_TASK TO COMPLETE_
Exactly the lines from the line containing "the metal balcony" through the final line of the entries below must be returned, and only those, without pictures.

Point annotation records:

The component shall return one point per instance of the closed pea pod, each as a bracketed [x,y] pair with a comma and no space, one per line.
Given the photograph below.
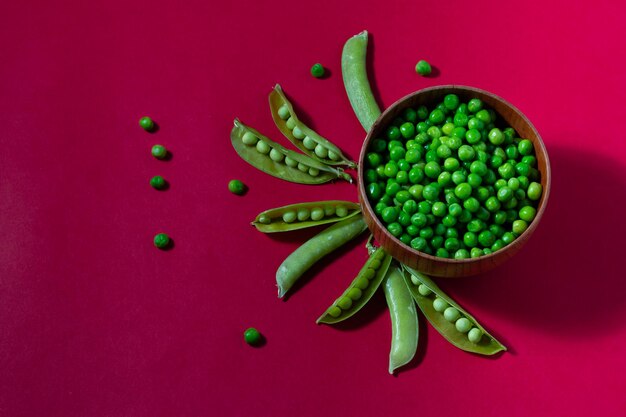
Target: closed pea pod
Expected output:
[404,324]
[304,138]
[360,290]
[453,327]
[264,156]
[315,249]
[355,80]
[303,215]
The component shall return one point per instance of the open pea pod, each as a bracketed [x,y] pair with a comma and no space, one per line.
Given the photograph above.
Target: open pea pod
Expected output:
[360,290]
[274,159]
[305,139]
[303,215]
[486,345]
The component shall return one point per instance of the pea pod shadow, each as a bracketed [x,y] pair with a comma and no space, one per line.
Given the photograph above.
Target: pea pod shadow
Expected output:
[568,280]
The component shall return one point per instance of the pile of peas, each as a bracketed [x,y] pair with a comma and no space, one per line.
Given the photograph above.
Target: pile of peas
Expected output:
[448,182]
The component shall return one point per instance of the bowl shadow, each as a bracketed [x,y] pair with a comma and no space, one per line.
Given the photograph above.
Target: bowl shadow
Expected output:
[568,279]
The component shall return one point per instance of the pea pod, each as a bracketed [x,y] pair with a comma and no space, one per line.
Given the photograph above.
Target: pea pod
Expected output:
[315,249]
[303,215]
[404,324]
[354,71]
[305,139]
[360,290]
[486,345]
[272,158]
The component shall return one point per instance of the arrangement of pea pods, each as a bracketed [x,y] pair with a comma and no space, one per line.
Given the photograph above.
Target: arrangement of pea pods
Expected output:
[318,162]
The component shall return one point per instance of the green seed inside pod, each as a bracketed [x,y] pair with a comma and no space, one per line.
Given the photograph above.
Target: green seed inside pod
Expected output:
[463,325]
[289,216]
[263,147]
[451,314]
[290,162]
[354,293]
[249,139]
[309,143]
[276,156]
[424,290]
[344,303]
[283,112]
[317,214]
[298,133]
[321,151]
[304,214]
[439,304]
[475,335]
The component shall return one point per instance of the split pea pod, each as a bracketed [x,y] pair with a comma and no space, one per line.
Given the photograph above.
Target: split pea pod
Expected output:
[304,138]
[303,215]
[274,159]
[448,318]
[360,290]
[354,71]
[404,324]
[315,249]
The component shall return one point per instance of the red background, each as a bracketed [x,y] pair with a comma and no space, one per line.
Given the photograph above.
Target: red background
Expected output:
[94,321]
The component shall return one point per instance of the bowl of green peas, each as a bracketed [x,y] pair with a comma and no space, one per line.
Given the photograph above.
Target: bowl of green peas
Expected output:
[453,180]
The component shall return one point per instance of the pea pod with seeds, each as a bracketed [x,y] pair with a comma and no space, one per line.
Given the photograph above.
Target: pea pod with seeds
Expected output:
[450,319]
[315,249]
[360,290]
[274,159]
[354,71]
[303,215]
[305,139]
[404,324]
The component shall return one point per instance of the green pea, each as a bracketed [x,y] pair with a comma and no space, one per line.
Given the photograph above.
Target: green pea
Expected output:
[534,191]
[162,241]
[463,325]
[252,337]
[317,70]
[159,151]
[289,216]
[439,304]
[236,187]
[249,139]
[263,147]
[423,68]
[475,335]
[158,183]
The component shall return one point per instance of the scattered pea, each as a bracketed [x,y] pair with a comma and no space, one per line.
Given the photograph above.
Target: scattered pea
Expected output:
[234,186]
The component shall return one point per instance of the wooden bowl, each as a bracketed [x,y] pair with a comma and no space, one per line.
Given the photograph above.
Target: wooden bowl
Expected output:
[433,265]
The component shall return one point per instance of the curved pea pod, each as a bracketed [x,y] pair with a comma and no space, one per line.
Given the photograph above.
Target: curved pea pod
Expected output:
[303,215]
[323,151]
[354,71]
[487,345]
[315,249]
[360,290]
[314,171]
[404,323]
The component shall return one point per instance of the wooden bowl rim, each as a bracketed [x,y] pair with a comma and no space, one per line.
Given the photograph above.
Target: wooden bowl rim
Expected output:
[466,89]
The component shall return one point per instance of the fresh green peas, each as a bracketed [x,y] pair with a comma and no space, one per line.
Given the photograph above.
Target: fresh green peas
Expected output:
[317,70]
[159,151]
[423,68]
[252,337]
[234,186]
[158,183]
[162,241]
[407,130]
[146,123]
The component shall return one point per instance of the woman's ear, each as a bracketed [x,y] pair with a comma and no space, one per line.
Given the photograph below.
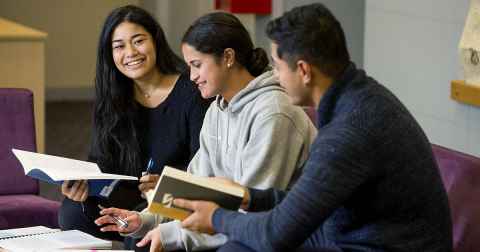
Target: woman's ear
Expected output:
[229,57]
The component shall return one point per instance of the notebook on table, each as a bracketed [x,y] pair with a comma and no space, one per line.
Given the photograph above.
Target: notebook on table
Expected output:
[46,239]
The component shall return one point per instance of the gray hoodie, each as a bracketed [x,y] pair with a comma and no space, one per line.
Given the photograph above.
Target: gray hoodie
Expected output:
[259,140]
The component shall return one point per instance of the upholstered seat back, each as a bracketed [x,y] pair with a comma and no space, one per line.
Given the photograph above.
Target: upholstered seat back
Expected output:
[461,176]
[17,130]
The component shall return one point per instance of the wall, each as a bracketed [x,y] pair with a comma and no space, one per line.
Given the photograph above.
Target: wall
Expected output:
[350,14]
[73,28]
[411,47]
[175,16]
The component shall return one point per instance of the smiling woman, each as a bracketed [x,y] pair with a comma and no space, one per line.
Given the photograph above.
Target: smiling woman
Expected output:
[146,108]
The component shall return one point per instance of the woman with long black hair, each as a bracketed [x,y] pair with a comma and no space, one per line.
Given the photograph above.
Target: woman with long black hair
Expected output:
[147,111]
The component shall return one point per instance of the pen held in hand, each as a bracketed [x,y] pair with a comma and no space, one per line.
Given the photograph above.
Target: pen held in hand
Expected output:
[149,167]
[119,221]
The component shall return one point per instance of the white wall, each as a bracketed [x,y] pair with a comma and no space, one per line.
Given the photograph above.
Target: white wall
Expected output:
[175,16]
[411,47]
[73,29]
[350,14]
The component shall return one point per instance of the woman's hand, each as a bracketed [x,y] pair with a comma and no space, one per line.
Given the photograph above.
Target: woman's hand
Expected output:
[201,218]
[131,217]
[153,237]
[148,182]
[78,191]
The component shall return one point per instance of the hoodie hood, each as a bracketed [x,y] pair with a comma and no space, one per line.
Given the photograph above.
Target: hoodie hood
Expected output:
[261,84]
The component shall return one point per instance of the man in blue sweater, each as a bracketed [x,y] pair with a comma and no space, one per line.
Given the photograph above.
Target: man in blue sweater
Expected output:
[371,182]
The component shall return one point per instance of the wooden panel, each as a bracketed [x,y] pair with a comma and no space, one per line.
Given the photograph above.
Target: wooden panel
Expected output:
[13,31]
[464,93]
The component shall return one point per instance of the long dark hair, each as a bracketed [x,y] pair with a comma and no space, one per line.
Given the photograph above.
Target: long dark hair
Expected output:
[115,137]
[217,31]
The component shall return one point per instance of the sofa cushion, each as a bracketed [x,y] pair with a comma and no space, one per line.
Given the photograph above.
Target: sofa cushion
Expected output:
[27,210]
[17,131]
[461,176]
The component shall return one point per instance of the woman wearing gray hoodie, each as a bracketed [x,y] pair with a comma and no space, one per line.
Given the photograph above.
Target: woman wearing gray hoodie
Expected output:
[251,133]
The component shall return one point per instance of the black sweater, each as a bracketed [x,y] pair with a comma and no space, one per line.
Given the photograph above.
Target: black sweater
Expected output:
[370,184]
[168,133]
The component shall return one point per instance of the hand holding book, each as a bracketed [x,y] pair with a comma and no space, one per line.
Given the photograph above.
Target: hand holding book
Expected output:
[226,181]
[76,190]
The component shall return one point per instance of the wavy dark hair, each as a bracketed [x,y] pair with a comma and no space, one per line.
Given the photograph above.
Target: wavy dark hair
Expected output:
[217,31]
[115,138]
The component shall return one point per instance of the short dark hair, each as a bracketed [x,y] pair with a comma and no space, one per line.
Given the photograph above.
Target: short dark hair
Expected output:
[313,34]
[217,31]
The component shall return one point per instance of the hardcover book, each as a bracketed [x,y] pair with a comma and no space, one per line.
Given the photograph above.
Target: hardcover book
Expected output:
[174,183]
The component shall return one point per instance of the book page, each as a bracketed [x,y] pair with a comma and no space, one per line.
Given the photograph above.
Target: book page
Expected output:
[16,232]
[60,168]
[58,240]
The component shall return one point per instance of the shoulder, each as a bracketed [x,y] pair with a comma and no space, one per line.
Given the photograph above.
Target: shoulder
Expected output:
[275,107]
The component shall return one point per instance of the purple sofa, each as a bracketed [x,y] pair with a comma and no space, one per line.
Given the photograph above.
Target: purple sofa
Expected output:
[461,177]
[20,205]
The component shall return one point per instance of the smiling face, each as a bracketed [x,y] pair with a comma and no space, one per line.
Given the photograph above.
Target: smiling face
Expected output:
[209,75]
[133,51]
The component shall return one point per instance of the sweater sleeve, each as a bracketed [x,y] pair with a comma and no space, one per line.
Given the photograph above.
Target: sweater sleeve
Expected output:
[196,113]
[200,164]
[339,163]
[263,200]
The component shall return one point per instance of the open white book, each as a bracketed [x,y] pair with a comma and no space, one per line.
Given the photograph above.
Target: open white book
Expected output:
[55,170]
[46,239]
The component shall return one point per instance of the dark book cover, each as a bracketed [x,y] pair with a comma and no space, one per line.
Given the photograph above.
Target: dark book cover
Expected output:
[179,184]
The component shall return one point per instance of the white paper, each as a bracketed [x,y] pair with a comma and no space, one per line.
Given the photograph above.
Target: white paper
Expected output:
[60,168]
[57,240]
[9,233]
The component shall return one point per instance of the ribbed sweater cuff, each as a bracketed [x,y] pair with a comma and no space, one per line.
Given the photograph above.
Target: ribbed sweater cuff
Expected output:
[218,220]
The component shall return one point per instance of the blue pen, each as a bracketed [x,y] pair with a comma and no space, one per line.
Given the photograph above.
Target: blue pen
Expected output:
[149,167]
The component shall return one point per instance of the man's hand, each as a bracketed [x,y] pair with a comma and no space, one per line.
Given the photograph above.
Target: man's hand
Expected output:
[152,236]
[201,219]
[246,194]
[131,217]
[75,190]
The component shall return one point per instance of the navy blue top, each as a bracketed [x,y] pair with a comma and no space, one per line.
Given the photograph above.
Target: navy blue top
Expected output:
[370,184]
[169,133]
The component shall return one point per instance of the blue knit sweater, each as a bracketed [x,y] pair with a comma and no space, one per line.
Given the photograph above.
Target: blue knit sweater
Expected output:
[370,184]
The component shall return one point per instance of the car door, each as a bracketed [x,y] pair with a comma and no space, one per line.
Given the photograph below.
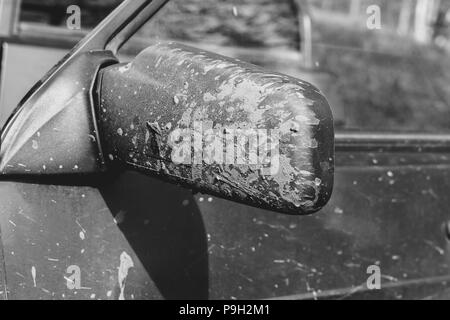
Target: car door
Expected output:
[131,236]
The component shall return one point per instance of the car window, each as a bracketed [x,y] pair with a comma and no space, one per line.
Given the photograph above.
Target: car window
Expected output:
[56,12]
[383,65]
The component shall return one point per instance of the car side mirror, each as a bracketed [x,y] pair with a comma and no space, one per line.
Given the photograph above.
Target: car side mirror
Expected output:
[190,117]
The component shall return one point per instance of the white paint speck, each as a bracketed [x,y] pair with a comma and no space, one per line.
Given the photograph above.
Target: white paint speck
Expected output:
[125,264]
[33,275]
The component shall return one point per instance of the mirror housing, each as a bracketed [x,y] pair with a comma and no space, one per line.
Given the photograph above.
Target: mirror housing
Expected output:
[218,126]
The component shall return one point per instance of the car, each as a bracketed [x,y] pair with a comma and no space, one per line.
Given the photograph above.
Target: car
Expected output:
[78,222]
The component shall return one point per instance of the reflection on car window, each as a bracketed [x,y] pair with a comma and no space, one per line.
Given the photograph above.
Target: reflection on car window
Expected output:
[383,64]
[54,12]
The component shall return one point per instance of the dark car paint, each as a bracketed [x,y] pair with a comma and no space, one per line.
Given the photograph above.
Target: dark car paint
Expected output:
[387,209]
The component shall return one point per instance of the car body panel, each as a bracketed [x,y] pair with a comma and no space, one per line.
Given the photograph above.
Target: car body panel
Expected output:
[153,240]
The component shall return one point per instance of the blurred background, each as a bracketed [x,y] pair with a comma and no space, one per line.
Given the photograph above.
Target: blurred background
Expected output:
[381,71]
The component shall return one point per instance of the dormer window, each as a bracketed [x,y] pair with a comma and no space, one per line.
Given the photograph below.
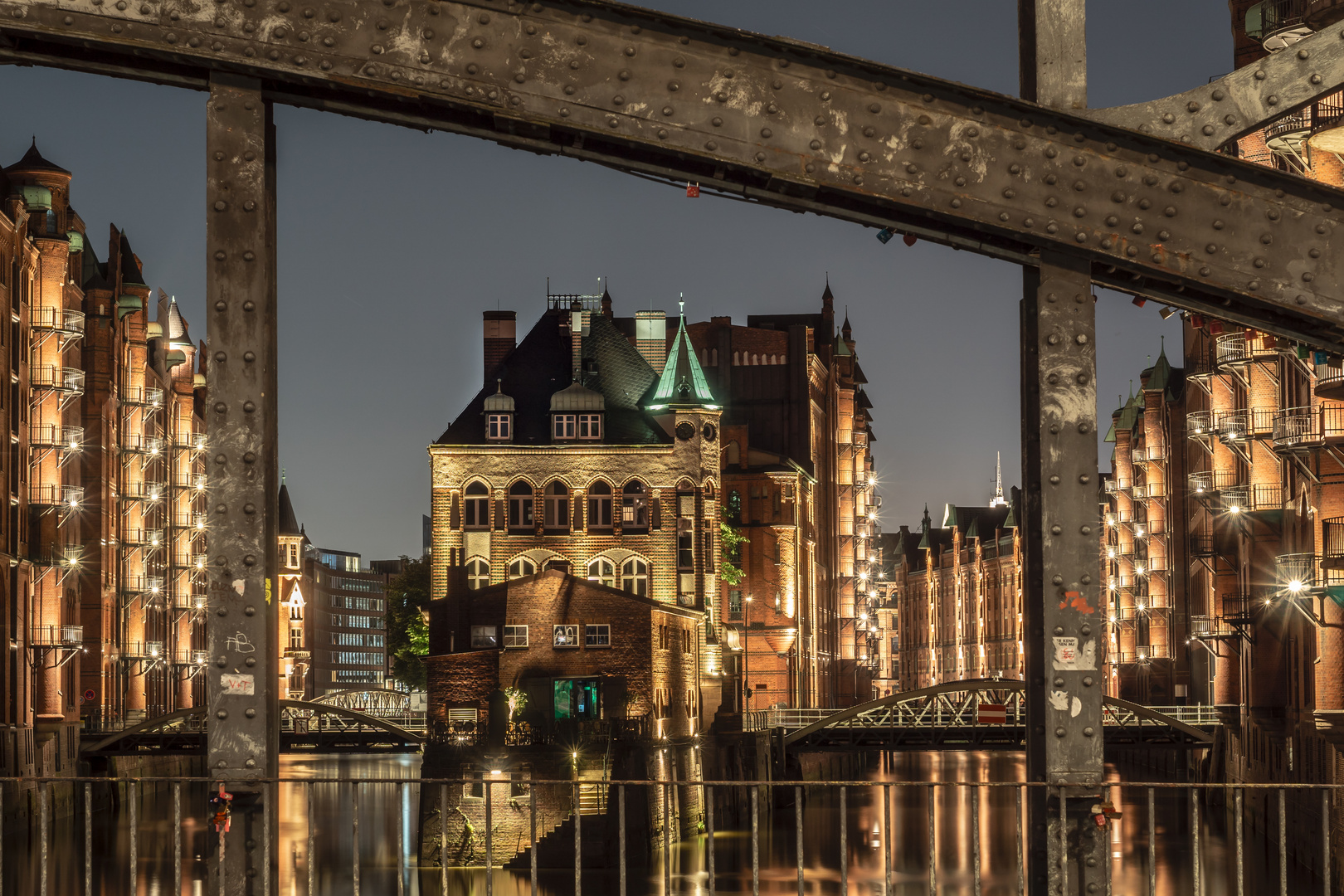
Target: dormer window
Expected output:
[499,427]
[499,416]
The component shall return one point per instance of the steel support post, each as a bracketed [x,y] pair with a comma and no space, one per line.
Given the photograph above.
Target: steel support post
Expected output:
[244,723]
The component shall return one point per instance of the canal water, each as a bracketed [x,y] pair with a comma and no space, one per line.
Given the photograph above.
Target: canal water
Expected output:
[388,806]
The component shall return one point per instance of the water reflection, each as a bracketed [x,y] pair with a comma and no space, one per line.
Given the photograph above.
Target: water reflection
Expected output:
[902,821]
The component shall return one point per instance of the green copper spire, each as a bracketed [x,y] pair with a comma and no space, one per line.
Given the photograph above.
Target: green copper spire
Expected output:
[683,382]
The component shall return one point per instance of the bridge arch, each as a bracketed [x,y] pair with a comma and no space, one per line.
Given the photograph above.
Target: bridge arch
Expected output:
[1113,709]
[194,720]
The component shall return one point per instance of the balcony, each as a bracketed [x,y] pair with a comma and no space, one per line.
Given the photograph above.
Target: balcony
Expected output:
[152,539]
[1199,423]
[65,321]
[1235,348]
[1277,23]
[143,650]
[56,635]
[141,444]
[54,436]
[56,494]
[1307,427]
[63,381]
[143,397]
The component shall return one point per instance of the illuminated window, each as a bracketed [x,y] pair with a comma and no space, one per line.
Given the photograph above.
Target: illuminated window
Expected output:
[477,574]
[557,507]
[498,427]
[602,571]
[600,505]
[520,505]
[635,577]
[477,504]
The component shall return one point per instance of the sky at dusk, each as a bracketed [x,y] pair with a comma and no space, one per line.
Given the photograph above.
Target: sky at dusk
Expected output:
[392,243]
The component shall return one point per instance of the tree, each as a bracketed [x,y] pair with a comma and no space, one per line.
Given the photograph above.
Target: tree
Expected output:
[407,635]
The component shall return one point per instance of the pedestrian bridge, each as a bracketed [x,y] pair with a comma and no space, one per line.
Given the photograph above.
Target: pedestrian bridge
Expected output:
[980,713]
[305,727]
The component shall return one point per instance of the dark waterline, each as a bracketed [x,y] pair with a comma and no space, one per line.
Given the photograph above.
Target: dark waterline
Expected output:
[386,806]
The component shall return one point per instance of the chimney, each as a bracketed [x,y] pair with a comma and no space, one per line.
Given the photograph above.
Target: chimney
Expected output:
[650,338]
[500,338]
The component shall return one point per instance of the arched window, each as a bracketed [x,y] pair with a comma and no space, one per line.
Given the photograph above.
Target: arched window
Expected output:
[557,505]
[520,505]
[600,505]
[602,571]
[477,504]
[520,567]
[477,574]
[635,577]
[635,505]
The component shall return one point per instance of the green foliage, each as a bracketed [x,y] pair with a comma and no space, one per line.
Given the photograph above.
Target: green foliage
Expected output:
[407,635]
[730,553]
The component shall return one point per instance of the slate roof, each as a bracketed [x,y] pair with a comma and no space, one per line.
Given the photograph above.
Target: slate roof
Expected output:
[32,160]
[288,522]
[541,366]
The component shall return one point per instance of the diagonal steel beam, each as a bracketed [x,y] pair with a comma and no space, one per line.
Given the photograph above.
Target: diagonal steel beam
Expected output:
[767,119]
[1244,101]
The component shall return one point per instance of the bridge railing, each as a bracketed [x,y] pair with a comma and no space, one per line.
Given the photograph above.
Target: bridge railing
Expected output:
[492,818]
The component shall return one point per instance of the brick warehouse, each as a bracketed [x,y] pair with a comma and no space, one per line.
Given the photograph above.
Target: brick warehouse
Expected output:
[105,533]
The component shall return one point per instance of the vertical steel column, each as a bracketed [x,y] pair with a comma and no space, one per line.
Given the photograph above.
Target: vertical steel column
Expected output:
[242,742]
[1060,596]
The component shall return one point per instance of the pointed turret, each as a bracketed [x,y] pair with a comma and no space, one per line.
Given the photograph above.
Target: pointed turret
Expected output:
[34,163]
[288,522]
[683,382]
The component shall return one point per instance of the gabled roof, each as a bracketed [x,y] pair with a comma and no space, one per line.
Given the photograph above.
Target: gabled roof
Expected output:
[541,366]
[34,162]
[288,522]
[683,382]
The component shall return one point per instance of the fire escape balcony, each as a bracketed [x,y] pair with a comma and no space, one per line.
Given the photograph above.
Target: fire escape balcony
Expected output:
[54,494]
[65,323]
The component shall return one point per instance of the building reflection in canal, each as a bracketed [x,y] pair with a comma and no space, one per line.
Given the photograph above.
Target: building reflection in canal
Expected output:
[386,806]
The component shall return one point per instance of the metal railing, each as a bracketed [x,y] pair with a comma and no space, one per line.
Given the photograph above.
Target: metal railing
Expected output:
[480,824]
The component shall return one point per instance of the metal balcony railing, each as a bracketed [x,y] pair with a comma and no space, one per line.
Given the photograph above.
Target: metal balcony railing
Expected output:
[152,539]
[141,444]
[46,635]
[61,320]
[56,494]
[56,436]
[1199,423]
[143,397]
[67,381]
[143,650]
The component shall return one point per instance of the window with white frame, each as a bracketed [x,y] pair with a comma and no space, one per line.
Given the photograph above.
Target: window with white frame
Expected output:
[602,571]
[498,426]
[477,574]
[590,426]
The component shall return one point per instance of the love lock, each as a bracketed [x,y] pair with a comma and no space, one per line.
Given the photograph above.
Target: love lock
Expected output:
[1101,813]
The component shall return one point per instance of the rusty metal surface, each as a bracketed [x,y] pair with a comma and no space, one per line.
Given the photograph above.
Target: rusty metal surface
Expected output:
[242,739]
[773,119]
[1244,101]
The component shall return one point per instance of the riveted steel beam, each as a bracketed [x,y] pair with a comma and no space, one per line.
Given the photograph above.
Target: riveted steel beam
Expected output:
[1244,101]
[772,119]
[244,733]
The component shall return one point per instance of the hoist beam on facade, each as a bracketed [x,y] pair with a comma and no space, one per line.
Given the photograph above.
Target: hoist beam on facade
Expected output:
[780,123]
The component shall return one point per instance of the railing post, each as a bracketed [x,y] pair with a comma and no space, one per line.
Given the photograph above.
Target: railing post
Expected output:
[242,742]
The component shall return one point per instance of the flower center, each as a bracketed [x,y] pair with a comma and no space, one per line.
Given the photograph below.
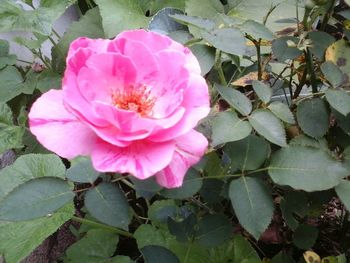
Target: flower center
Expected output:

_ANSWER TO THIS EXERCISE_
The component shall return one point per instance of the metal balcony railing, each as a bracketed [x,y] pair with a comma and no space, one per line.
Given the photograph above.
Target: metal balcony railing
Expected output:
[152,539]
[141,444]
[46,635]
[61,320]
[56,494]
[56,436]
[1199,423]
[143,397]
[67,381]
[143,650]
The component shall return one point per instance of the window with white frame, each as a bracketed [x,y] pair with a comma and no space, one per line.
Given the photograph above.
Target: window with white frame
Expected output:
[602,571]
[498,426]
[477,574]
[590,426]
The component shall return one point per instance of the love lock, each as a bracketed [x,y] pair with a comma and no space, one per line.
Given the photograph above.
Target: love lock
Expected output:
[1101,813]
The component shall return one point per instance of the rusty metal surface, each as a bracketed [x,y] pair with a comma and no space, one per line.
Given the photograph above.
Target: rusty metal surface
Expected output:
[242,739]
[773,119]
[1244,101]
The component shall return one point per instance of the riveted steel beam, each as a bracketed [x,y] pair with a comma and no space, one per line.
Given the photograph above.
Target: riveted steel beam
Expected output:
[1244,101]
[772,119]
[244,733]
The component shall return one point per instance of the hoist beam on facade, each as a bracketed [x,y] pair with a comma and no space, one per line.
Given the photograph above.
Target: hoist beam on facade
Expected output:
[780,123]
The component shall return one point per instance of the railing post, each as a bracketed [x,y] pair with a comma and no space, one per line.
Given the photograph above.
Target: railing post
Expected output:
[242,742]
The component shall return one point per instance of the flower center, each as a bracketed [x,y] pair with a comma and no space, one per line.
Given the photograph below.
Target: flower center
Expected output:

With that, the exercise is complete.